The full set of entries below should be transcribed exactly.

▶ _DATASET EXTRACT_:
++++++++++++++++++++

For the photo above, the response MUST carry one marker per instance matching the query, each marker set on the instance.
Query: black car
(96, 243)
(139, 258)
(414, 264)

++++++++++++++++++++

▶ _SOLUTION_:
For the photo above, the response MUST carry one marker per instance matching the query, each marker set on the instance.
Query: black car
(96, 243)
(139, 258)
(414, 264)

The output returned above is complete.